**What to produce**
Each line in the entries below that holds the word "grass" belongs in the answer.

**Exercise materials**
-- Opening Marker --
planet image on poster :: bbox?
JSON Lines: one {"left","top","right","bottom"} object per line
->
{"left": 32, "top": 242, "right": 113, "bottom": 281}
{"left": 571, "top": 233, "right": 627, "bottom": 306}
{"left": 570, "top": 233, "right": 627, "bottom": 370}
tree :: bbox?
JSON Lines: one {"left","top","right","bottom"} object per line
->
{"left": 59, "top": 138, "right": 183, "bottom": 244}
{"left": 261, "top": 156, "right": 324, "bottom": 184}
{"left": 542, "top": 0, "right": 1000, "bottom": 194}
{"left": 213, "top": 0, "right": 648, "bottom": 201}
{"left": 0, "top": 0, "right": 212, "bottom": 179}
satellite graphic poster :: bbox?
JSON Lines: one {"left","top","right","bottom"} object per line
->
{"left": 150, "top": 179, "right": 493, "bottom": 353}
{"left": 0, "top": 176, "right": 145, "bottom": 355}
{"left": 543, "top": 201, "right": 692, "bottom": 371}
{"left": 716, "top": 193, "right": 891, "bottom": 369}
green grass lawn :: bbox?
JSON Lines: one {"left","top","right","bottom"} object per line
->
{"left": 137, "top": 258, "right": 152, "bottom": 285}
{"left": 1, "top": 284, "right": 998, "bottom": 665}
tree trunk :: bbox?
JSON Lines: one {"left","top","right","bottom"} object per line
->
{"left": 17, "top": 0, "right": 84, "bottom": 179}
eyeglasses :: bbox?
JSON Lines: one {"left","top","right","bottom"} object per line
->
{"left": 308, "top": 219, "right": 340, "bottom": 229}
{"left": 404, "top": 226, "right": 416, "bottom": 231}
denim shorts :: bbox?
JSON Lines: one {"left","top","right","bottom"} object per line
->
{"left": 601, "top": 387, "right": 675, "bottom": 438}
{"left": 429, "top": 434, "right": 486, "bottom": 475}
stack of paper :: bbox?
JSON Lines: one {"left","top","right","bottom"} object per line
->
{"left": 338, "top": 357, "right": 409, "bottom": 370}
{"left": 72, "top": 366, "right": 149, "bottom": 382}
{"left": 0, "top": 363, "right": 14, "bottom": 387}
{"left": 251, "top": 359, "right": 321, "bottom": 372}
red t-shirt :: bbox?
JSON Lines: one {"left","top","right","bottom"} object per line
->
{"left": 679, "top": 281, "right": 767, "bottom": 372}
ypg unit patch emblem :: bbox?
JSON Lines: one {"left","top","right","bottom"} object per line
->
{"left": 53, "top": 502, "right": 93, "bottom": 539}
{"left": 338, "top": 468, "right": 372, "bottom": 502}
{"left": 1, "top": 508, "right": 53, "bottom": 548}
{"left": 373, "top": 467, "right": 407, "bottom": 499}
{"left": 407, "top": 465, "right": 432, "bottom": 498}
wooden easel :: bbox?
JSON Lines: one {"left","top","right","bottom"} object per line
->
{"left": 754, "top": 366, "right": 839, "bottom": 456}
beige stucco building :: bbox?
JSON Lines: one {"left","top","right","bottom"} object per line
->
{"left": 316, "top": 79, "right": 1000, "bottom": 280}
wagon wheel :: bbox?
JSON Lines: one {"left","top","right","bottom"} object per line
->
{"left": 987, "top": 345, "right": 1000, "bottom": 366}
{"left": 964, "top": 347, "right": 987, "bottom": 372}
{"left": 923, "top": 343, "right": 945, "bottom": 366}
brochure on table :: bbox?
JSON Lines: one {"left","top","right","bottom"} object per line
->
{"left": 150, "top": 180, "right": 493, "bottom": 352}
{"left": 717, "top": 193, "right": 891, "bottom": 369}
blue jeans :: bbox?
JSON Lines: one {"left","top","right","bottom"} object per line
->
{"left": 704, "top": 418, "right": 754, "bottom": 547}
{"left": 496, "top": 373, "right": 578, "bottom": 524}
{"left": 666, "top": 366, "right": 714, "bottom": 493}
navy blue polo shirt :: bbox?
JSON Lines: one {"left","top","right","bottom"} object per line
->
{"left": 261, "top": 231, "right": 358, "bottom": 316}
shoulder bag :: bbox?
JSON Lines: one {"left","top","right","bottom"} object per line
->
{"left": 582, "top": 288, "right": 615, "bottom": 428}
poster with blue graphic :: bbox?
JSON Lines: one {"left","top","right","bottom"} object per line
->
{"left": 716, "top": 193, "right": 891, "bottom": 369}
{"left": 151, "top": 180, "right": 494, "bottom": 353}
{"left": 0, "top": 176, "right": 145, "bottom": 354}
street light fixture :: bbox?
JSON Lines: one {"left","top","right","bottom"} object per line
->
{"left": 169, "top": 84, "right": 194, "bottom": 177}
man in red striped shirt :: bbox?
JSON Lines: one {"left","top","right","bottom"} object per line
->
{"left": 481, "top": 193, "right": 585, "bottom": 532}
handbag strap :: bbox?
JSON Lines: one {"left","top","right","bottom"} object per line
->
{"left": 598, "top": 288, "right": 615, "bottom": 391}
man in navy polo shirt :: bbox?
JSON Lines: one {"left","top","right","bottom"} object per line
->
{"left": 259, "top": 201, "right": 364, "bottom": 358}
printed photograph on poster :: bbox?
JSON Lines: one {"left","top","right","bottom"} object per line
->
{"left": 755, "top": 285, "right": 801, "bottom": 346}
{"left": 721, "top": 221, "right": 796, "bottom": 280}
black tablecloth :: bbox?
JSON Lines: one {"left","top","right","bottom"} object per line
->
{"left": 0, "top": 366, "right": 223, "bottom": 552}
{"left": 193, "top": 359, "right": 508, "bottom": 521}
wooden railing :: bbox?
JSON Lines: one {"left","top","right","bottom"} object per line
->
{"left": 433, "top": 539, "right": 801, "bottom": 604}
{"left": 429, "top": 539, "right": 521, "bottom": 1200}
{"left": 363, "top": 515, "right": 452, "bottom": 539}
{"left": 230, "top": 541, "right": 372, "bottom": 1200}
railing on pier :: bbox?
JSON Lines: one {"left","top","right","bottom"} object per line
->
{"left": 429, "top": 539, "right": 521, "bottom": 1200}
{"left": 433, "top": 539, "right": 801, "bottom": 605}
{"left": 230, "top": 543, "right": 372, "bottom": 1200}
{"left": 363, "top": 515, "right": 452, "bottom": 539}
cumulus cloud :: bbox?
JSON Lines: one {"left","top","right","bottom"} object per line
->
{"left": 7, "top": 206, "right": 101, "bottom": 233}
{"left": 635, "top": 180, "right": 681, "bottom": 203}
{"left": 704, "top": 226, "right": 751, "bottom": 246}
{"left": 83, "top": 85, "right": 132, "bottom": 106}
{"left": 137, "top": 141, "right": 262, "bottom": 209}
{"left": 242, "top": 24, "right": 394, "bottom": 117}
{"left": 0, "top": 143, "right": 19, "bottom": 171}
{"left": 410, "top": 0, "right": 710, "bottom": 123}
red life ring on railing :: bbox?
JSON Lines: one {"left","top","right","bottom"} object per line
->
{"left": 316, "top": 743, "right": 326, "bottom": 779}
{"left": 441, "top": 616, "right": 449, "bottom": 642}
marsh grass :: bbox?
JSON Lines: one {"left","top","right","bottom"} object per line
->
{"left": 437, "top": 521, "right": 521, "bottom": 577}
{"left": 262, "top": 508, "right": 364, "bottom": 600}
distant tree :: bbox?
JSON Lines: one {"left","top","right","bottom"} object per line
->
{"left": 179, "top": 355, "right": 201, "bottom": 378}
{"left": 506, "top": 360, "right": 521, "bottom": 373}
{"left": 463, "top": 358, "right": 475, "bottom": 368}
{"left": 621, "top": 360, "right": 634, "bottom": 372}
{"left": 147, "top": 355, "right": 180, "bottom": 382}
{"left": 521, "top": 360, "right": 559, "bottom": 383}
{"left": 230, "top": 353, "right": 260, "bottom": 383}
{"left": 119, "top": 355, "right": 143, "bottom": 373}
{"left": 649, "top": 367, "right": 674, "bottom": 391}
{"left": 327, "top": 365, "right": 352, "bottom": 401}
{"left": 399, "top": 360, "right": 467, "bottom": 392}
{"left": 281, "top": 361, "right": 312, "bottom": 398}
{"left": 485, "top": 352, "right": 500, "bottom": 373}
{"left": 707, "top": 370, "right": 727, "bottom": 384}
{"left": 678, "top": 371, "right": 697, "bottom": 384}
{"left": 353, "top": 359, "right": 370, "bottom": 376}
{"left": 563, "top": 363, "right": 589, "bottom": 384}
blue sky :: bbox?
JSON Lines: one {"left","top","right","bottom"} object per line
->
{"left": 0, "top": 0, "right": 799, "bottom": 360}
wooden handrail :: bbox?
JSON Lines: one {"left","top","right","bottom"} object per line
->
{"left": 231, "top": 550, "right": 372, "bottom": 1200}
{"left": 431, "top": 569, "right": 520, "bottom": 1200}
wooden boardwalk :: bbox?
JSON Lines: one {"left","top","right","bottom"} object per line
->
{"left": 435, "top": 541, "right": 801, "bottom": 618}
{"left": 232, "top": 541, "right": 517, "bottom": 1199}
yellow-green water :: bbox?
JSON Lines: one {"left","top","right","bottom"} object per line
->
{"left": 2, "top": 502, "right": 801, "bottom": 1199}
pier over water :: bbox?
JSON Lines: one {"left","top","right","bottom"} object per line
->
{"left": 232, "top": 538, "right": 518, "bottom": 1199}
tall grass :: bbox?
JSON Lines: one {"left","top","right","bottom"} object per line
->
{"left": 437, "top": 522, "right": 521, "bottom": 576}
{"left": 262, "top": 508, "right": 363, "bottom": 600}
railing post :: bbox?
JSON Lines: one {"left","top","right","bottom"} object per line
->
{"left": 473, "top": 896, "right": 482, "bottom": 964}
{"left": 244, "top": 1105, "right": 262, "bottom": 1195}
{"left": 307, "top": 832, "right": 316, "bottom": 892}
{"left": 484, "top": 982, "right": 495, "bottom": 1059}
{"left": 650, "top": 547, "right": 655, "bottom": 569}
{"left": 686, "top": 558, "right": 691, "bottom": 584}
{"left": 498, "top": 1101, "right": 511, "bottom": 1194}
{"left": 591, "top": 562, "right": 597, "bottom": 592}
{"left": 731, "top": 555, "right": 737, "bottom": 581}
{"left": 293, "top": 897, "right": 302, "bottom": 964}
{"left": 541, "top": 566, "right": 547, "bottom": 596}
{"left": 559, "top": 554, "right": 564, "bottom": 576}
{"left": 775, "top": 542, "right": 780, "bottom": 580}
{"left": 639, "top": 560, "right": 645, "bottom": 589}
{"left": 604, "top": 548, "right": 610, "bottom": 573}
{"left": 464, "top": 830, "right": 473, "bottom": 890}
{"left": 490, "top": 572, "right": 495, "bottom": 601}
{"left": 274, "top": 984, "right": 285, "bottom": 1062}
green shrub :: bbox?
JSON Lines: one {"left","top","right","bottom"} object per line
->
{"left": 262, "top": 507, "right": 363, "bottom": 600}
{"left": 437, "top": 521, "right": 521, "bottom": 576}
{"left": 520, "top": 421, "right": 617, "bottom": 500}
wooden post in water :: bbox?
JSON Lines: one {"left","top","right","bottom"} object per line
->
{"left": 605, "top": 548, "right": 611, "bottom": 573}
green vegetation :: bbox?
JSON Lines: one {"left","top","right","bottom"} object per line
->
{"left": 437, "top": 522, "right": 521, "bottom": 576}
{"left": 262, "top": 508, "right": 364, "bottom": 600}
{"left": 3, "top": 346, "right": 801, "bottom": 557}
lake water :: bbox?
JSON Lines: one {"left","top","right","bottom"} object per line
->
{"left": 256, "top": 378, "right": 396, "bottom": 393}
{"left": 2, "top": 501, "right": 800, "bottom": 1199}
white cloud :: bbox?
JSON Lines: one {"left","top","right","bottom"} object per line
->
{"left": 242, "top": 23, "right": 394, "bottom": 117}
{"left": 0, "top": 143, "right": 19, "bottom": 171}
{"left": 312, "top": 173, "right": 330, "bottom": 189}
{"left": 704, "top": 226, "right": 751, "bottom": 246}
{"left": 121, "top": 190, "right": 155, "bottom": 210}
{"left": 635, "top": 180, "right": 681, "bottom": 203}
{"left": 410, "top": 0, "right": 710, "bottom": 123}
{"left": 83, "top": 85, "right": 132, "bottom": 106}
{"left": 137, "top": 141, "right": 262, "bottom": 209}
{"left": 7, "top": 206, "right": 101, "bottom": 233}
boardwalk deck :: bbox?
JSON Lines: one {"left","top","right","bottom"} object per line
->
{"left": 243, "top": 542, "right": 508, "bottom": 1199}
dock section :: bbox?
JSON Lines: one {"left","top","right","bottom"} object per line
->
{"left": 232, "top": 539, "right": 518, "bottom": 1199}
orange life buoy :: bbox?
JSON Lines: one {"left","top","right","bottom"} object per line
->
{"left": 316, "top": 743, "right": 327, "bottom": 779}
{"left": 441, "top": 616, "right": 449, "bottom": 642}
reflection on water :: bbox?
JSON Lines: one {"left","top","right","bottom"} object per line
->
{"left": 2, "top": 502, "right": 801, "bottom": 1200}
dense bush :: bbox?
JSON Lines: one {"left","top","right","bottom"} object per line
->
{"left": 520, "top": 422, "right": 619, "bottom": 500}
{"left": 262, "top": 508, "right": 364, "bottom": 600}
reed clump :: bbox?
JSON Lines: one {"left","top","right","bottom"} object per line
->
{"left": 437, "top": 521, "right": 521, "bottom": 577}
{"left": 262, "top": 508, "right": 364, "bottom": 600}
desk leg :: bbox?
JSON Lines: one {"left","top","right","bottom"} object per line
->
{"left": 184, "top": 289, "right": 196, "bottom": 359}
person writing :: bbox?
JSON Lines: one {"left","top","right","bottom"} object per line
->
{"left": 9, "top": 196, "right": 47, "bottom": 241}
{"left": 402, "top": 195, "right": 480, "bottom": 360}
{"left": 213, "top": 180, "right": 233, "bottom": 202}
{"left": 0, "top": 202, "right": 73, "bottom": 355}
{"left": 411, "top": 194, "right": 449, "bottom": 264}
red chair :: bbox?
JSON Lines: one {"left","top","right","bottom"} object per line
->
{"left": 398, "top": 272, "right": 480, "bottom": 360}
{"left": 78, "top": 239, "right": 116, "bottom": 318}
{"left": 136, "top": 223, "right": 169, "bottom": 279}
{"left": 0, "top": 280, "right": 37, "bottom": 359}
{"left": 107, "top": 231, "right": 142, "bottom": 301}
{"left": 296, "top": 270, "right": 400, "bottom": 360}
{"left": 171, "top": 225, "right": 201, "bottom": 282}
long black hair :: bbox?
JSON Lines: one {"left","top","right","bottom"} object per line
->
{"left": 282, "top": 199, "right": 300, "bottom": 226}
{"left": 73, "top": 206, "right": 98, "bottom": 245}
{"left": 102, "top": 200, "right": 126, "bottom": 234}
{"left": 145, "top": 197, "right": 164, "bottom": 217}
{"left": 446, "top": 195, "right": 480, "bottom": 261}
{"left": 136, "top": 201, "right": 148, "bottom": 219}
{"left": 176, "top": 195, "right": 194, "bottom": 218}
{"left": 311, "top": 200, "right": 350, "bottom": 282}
-- Closing Marker --
**Answer to the exercise**
green grass lawn :: bbox?
marsh grass :: bbox?
tall grass :: bbox?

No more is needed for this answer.